__TASK STATEMENT__
Which lines of the entries contain the word "wall"? Please list them.

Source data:
*** Begin section ***

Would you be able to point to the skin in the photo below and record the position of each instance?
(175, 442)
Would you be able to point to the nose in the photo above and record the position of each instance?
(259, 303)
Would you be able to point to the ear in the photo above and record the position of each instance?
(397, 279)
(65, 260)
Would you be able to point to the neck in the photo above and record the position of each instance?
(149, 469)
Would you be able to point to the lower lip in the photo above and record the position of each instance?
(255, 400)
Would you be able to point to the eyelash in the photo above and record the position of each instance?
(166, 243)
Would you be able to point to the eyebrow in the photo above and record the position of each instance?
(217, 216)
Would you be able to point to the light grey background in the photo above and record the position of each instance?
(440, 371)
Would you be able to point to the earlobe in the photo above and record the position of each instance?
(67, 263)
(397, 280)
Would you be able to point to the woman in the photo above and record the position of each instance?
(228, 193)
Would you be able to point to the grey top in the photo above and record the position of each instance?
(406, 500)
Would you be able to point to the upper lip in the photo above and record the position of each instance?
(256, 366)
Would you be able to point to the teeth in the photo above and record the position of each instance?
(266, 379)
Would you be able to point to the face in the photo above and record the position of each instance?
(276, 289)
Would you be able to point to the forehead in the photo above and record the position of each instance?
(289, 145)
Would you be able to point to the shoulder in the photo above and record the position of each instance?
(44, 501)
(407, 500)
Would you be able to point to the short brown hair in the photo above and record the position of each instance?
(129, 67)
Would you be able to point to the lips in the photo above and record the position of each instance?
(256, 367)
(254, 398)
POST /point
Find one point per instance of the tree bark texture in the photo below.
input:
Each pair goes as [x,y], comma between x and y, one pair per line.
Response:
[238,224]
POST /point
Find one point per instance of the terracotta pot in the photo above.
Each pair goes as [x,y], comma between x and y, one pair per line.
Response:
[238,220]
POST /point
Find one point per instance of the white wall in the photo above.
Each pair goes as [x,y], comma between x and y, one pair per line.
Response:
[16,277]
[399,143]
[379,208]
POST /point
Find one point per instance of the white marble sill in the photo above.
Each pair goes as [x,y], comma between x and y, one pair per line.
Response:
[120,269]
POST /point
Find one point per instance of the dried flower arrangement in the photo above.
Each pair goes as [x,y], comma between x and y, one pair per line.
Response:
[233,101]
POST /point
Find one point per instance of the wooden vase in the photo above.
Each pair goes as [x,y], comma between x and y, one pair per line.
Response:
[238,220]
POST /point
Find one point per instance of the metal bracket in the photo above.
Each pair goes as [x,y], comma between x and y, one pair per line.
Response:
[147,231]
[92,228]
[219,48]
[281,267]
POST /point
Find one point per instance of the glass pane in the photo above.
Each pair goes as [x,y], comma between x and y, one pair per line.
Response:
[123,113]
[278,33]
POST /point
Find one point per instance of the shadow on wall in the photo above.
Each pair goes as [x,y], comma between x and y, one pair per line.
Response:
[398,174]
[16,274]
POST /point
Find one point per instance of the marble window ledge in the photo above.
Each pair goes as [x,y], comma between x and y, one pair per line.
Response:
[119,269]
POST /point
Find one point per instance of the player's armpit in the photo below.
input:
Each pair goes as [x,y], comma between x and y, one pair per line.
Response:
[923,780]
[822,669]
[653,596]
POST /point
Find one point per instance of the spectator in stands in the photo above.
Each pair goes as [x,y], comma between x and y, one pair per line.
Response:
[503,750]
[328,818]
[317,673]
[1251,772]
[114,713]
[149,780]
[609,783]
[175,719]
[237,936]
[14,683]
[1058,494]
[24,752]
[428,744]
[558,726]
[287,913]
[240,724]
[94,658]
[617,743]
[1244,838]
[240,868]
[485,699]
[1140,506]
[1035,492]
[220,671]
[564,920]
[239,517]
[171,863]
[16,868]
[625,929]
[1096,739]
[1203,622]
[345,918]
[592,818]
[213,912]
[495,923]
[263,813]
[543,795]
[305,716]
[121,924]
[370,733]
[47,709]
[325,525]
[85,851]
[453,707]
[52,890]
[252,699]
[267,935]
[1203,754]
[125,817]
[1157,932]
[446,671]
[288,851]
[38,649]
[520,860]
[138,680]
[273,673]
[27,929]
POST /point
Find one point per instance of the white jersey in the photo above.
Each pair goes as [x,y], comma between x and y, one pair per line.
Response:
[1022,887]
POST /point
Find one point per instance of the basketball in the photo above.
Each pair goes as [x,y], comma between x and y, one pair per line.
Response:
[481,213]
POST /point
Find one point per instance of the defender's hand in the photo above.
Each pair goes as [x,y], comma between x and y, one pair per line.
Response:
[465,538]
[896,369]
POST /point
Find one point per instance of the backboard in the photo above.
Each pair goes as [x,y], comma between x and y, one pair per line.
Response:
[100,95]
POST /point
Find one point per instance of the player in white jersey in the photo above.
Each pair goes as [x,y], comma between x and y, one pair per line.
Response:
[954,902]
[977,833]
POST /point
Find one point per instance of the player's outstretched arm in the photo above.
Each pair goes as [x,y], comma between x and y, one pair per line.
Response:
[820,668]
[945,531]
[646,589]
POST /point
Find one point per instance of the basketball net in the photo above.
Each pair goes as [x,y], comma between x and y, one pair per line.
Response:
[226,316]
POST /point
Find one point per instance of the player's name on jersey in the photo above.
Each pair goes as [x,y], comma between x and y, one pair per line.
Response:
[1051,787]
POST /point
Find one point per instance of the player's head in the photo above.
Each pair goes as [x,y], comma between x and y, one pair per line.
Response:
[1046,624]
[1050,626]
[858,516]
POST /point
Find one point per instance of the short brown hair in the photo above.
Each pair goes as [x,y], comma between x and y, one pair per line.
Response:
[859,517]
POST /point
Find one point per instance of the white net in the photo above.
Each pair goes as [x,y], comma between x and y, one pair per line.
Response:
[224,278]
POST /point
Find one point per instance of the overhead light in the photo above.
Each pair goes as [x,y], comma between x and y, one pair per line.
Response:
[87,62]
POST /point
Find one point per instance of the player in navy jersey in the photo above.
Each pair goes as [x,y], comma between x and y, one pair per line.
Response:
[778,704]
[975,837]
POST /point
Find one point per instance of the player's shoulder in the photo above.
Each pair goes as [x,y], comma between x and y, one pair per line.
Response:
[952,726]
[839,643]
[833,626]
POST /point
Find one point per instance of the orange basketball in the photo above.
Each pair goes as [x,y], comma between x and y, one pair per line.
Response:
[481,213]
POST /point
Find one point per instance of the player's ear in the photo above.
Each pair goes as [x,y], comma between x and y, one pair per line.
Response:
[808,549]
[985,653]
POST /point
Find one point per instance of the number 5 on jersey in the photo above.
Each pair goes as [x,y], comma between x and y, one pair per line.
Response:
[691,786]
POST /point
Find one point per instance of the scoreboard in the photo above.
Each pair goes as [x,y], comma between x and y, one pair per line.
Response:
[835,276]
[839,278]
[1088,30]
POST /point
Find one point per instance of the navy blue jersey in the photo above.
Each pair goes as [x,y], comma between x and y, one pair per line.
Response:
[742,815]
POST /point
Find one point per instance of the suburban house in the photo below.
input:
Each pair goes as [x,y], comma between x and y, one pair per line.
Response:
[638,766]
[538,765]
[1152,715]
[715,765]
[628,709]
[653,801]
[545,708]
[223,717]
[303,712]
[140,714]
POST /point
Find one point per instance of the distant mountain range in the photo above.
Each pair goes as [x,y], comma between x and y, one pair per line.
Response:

*** End section ***

__SOLVED EXERCISE__
Find one point per instance of the white wall in the photo above.
Find one point per instance of the shadow on wall in the photo above.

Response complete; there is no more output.